* Begin *

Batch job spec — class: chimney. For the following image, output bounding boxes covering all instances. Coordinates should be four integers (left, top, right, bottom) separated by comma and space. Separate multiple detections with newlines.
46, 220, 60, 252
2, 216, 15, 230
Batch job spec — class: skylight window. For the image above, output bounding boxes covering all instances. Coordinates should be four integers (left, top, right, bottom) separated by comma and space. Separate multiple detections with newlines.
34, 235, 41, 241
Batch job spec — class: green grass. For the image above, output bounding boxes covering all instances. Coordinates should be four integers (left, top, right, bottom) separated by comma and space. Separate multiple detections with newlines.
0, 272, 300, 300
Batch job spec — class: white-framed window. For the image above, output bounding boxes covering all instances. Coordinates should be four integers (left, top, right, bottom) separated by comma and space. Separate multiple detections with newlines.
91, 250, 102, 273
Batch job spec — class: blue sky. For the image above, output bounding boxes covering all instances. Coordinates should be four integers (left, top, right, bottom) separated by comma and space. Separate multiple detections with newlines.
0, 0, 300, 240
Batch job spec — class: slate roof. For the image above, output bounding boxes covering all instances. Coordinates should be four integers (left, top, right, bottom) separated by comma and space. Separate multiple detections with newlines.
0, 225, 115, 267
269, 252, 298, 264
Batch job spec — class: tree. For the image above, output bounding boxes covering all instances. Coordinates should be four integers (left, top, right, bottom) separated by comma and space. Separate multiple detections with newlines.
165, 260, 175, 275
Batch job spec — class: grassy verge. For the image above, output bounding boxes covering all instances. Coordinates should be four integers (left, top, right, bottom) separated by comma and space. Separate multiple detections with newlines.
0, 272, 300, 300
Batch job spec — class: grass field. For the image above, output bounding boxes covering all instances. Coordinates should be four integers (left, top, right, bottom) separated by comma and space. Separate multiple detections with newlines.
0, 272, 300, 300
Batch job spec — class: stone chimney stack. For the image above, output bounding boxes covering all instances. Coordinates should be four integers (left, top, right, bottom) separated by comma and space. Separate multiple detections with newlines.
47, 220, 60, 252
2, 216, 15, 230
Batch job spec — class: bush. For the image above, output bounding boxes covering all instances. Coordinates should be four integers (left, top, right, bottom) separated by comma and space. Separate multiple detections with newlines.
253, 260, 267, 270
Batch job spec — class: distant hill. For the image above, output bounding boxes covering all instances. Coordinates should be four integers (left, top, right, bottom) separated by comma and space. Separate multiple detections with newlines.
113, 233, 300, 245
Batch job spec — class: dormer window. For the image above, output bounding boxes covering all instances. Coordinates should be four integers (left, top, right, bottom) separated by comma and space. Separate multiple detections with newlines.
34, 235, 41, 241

* End *

■ **What you should do**: Repeat the records word for word, from the line containing "Batch job spec — class: bush." through the end of the records.

■ **The response**:
Batch job spec — class: bush. For the image above, output bounding boxes covering all instances. Coordinates should be four integers (left, top, right, bottom) separated by comma and space. Separate multiple detections with newlines.
253, 260, 267, 270
Batch job spec — class: distant hill. For the image above, output bounding boxes covering all instances. Coordinates should be four integers (left, top, right, bottom) separated by comma and space. Separate multiple detections with newlines.
113, 233, 300, 245
Batch job spec — class: dormer window. For the image above, output bounding boxes covering all instances. Coordinates should be four integers (left, top, right, bottom) separated by comma and space. Separate multiple detections with newlines.
34, 235, 41, 241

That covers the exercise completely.